---------- DONNÉES BRUTES
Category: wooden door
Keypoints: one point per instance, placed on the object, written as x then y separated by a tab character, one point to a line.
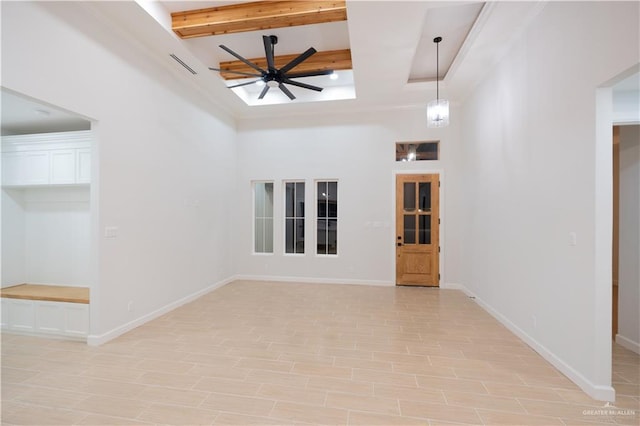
417	230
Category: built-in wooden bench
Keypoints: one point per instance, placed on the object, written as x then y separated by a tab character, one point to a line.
52	293
46	309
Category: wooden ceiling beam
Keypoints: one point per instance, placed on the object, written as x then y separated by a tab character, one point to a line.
320	61
256	16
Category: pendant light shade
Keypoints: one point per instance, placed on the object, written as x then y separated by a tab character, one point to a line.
438	110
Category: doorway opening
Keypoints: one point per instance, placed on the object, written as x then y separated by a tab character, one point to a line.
418	230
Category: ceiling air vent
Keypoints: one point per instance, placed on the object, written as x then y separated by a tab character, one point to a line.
181	62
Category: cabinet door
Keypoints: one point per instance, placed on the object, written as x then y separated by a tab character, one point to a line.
36	168
13	164
21	315
4	310
83	166
63	166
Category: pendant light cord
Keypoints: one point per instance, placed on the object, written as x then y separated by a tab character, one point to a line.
437	41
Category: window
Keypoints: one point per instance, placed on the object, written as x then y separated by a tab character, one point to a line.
327	221
263	223
294	217
417	151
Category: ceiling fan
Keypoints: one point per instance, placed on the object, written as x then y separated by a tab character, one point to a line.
273	76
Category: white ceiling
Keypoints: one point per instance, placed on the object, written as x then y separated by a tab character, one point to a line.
391	68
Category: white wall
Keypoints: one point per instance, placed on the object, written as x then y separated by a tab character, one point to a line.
13	238
46	238
629	249
57	236
529	139
162	159
358	151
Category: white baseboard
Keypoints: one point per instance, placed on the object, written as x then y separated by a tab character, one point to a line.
311	280
97	340
599	392
628	343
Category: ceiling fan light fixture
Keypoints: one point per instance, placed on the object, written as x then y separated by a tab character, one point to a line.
438	110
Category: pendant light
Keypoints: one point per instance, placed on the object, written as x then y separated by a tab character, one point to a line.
438	110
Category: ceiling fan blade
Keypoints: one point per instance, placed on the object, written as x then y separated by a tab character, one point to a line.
286	91
243	84
295	62
309	74
264	91
251	64
236	72
268	52
303	85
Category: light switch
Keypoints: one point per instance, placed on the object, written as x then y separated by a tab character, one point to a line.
111	232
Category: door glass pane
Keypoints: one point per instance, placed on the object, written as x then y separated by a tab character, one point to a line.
409	229
425	229
409	196
425	196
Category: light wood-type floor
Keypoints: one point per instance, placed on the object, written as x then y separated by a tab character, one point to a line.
287	353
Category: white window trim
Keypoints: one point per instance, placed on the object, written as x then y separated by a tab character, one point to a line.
253	218
315	224
284	217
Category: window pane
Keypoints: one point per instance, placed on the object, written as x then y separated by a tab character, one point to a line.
332	199
322	199
409	196
332	236
299	247
417	151
409	229
268	199
259	243
289	235
263	217
425	196
259	200
299	199
322	236
425	229
326	229
290	200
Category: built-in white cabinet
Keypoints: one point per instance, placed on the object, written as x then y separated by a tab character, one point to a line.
46	159
43	317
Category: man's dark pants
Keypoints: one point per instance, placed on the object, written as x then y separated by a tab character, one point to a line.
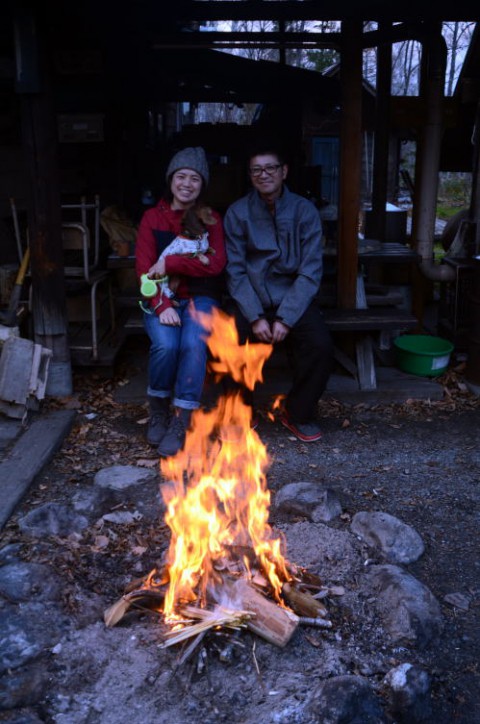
310	352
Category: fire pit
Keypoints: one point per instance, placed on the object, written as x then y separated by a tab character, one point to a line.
225	567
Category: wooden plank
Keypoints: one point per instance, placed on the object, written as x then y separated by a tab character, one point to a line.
346	320
33	450
367	379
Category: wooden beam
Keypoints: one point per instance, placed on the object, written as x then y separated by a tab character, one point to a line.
--------------------
* [CONSIGNE]
Mettez toutes ces lignes dans un tableau Markdown à deux colonnes, « Numéro » et « Ligne », en sautant les lignes vides. Ne reprenez pas les images dans la réponse.

* [RÉPONSE]
| Numéro | Ligne |
|---|---|
| 1 | Category: wooden door |
| 2 | Keypoints: one point per instance, placed on the object, written as x then y separated by a tab character, one point to a line. |
| 3 | 417	230 |
| 4 | Category: built-in wooden bench |
| 5 | Keypoints: one point per instance, placed on the object, written as x then y separated by a tab character, one point to a line. |
| 6 | 52	293 |
| 7 | 46	309 |
| 8 | Category: wooden ceiling beam |
| 9 | Keypoints: one point per instance, placed on the object, written as x then y separated by a tab character, one point to a line. |
| 10 | 320	61 |
| 11 | 256	16 |
| 12 | Category: pendant light shade |
| 13 | Keypoints: one point per instance, placed on the object, written as x then y separated by a tab character, one point to a line. |
| 14 | 438	110 |
| 15 | Category: doorway opening |
| 16 | Keypoints: one point per instance, placed on the object, written as x then y separated by a tab character, one point to a line. |
| 17 | 418	230 |
| 18 | Category: ceiling air vent |
| 19 | Keypoints: one point per instance, placed on the object, written as x then y separated by a tab character, one point to a line. |
| 20 | 181	62 |
| 21 | Category: cabinet door |
| 22 | Keypoints: one point per instance, placed on the object, written as x then y separated by a tab character, one point to a line. |
| 23 | 36	168 |
| 24 | 13	164 |
| 25 | 21	315 |
| 26 | 4	310 |
| 27 | 83	166 |
| 28 | 63	166 |
| 29 | Category: pendant light cord |
| 30 | Keypoints: one point per instance, placed on the object, written as x then y separated by a tab character, one point to a line. |
| 31 | 437	41 |
| 32 | Category: window |
| 33 | Keypoints: one point per instance, placed on the object, written as x then y separated by a tab character, one point to a line. |
| 34 | 327	221 |
| 35 | 263	223 |
| 36 | 294	217 |
| 37 | 417	151 |
| 38 | Category: ceiling fan |
| 39 | Keypoints: one point per instance, placed on the object, written as x then y separated by a tab character, one point to a line. |
| 40 | 273	76 |
| 41 | Category: white ceiling |
| 42 | Keypoints: one point per instance, placed on the object, written as x then y separated by a tab character, one point to a line. |
| 43 | 391	68 |
| 44 | Category: white wall |
| 45 | Keypoints: one point per instance, placed on the object, written as x then y separated by a tab character, one point to a line. |
| 46 | 13	238 |
| 47 | 46	238 |
| 48 | 629	249 |
| 49 | 57	236 |
| 50 | 529	139 |
| 51 | 162	159 |
| 52 | 358	151 |
| 53 | Category: white baseboard |
| 54 | Keypoints: one point per instance, placed on the object, written as x then y separated by a tab character, one point to a line. |
| 55 | 311	280 |
| 56 | 97	340 |
| 57 | 599	392 |
| 58 | 628	343 |
| 59 | Category: ceiling fan light fixture |
| 60 | Keypoints: one point per instance, placed on the object, written as x then y separated by a tab character, one point to a line. |
| 61 | 438	110 |
| 62 | Category: pendant light |
| 63 | Keypoints: one point per instance, placed on the object, written as x then y separated by a tab character, one point to a line. |
| 64 | 438	110 |
| 65 | Category: ceiling fan blade |
| 66 | Keypoints: one point per instance, placed on the object, written as x then y separated by a tab character, one point to a line. |
| 67 | 286	91 |
| 68 | 243	84 |
| 69 | 295	62 |
| 70 | 309	74 |
| 71 | 264	91 |
| 72 | 251	64 |
| 73 | 236	72 |
| 74 | 268	52 |
| 75 | 303	85 |
| 76 | Category: light switch |
| 77 | Keypoints: one point per instance, placed on the object, written as x then y separated by a tab character, one point to a line. |
| 78 | 111	232 |
| 79 | Category: door glass pane |
| 80 | Keypoints: one point per instance, placed on the object, written as x then y separated by a tab character, one point to a line. |
| 81 | 409	229 |
| 82 | 425	229 |
| 83 | 409	196 |
| 84 | 425	196 |
| 85 | Category: light wood-type floor |
| 86 | Keypoints: one point per instance, placed on the object, written as x then y separated by a tab character, one point to a line. |
| 87 | 287	353 |
| 88 | Category: white window trim |
| 89 | Keypoints: one point per instance, placed on the object, written as x then y separated by a tab character, one point to a line. |
| 90 | 253	218 |
| 91 | 315	224 |
| 92 | 284	217 |
| 93 | Category: window pane |
| 94 | Keypoints: one point per instance, placed on the object, written as x then y separated by a tab character, one point to a line. |
| 95 | 332	199 |
| 96 | 322	199 |
| 97 | 409	196 |
| 98 | 332	236 |
| 99 | 299	247 |
| 100 | 417	151 |
| 101 | 409	229 |
| 102 | 268	199 |
| 103 | 259	243 |
| 104 | 289	235 |
| 105 | 263	217 |
| 106 | 425	196 |
| 107 | 259	200 |
| 108 | 299	199 |
| 109 | 322	236 |
| 110 | 425	229 |
| 111 | 326	229 |
| 112 | 290	200 |
| 113 | Category: built-in white cabinet |
| 114 | Keypoints: one point per instance, placed on the object, written as x then y separated by a tab character, one point to a line. |
| 115 | 46	159 |
| 116 | 43	317 |
| 117 | Category: man's dark pants |
| 118 | Keypoints: one point per instance, placed on the object, written as x then y separated by a tab character, one point to a line. |
| 119 | 310	352 |
| 120 | Category: fire pit |
| 121 | Keypoints: one point per instance, placed on the object, written as x then y separated by a tab character, one point to a line. |
| 122 | 225	567 |
| 123 | Category: wooden plank |
| 124 | Keypoints: one point per instance, placed on the object, written as x then y separated by a tab character, one point to a line. |
| 125 | 346	320 |
| 126 | 33	450 |
| 127 | 367	379 |
| 128 | Category: wooden beam |
| 129 | Keypoints: one point per instance, placed on the object, written as x then y separated by a tab character, one point to a line. |